TO BE DONE> Collect every line in the items below that contains the string "splintered".

Records from a data collection
---*---

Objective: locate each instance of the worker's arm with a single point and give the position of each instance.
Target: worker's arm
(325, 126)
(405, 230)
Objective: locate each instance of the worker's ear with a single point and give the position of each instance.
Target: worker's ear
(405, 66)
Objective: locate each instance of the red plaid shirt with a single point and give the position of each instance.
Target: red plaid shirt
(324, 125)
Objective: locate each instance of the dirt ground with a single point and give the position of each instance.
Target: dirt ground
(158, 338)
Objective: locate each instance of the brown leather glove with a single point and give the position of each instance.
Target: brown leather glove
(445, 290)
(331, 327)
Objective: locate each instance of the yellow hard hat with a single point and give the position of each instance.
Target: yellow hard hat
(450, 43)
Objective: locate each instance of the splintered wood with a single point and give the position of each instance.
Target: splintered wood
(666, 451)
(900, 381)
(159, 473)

---*---

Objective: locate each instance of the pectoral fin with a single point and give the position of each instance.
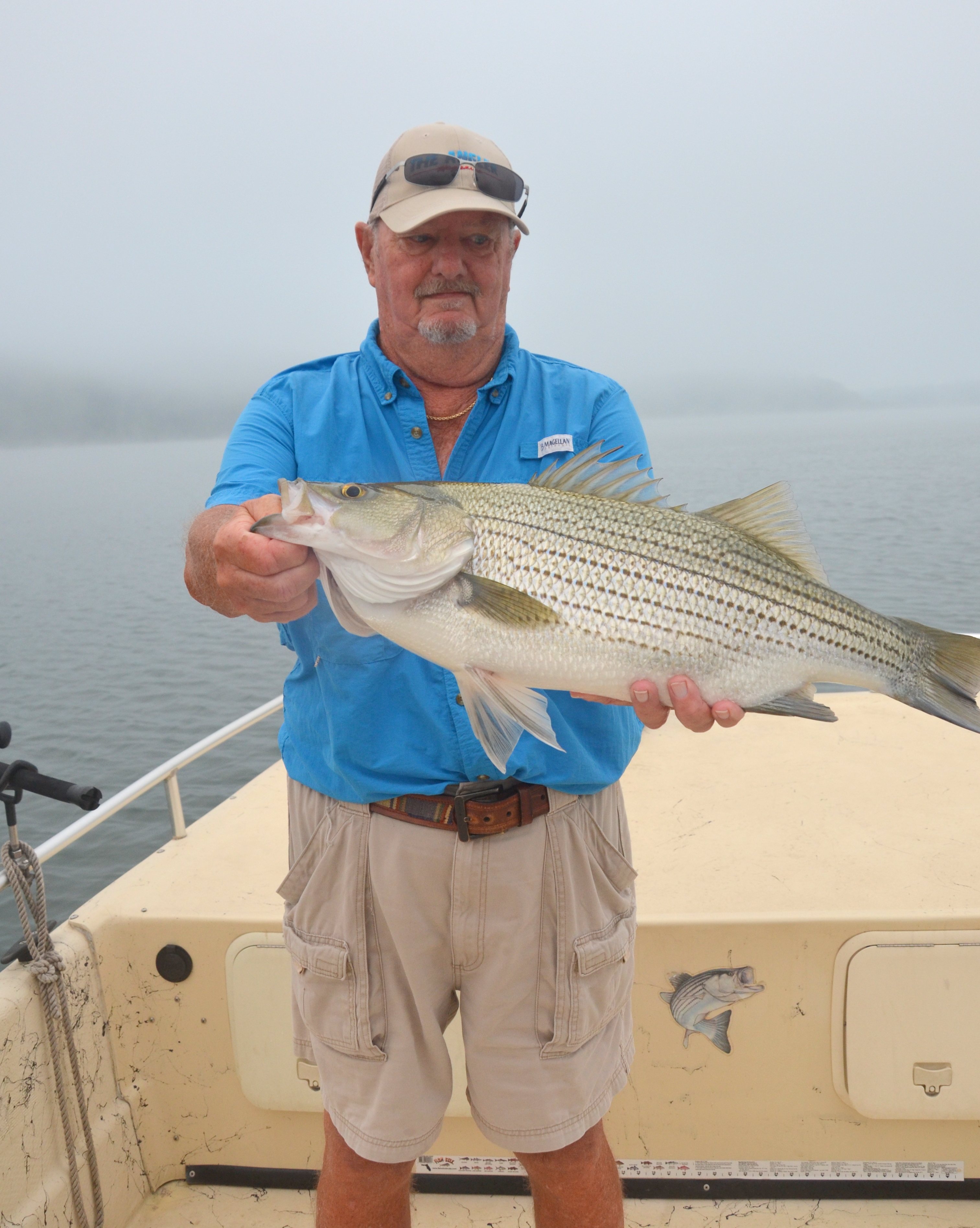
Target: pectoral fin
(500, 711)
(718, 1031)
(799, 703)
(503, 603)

---*---

COMPLETED EXERCISE>
Objective: locate each instance of the splintered wood with a single point and give the position of each instance.
Target: splintered wood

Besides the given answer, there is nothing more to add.